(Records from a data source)
________

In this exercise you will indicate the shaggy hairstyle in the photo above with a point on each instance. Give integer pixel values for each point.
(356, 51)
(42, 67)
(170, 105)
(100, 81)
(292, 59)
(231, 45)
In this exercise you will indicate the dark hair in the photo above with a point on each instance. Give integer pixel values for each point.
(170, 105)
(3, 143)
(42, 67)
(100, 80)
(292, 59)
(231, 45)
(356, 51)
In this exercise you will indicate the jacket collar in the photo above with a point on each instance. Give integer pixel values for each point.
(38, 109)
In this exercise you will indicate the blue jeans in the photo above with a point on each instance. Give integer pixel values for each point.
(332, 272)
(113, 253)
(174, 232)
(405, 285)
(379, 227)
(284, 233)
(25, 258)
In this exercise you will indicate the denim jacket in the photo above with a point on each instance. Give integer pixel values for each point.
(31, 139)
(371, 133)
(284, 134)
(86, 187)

________

→ SET EXERCISE
Rewrite the records from the line containing "In this exercise you will indicate the jacket" through the end, changing "pixel values" to "pixel coordinates" and leaving everything else as it is.

→ ANSWER IN FULL
In this exercise you will indicate the jacket collar in the photo above with a point on each instance. Give integer pixel coordinates for each point.
(38, 109)
In this exercise you will indicate the blue jeans in the photo above with a point on each instance. Give integer pixel coordinates for each point.
(332, 272)
(113, 253)
(174, 232)
(405, 285)
(379, 227)
(284, 233)
(25, 258)
In this exercise you will indicate the denim jacket in the photo above with a point on each instance. Give integer pixel coordinates for each point.
(31, 139)
(371, 133)
(284, 134)
(86, 187)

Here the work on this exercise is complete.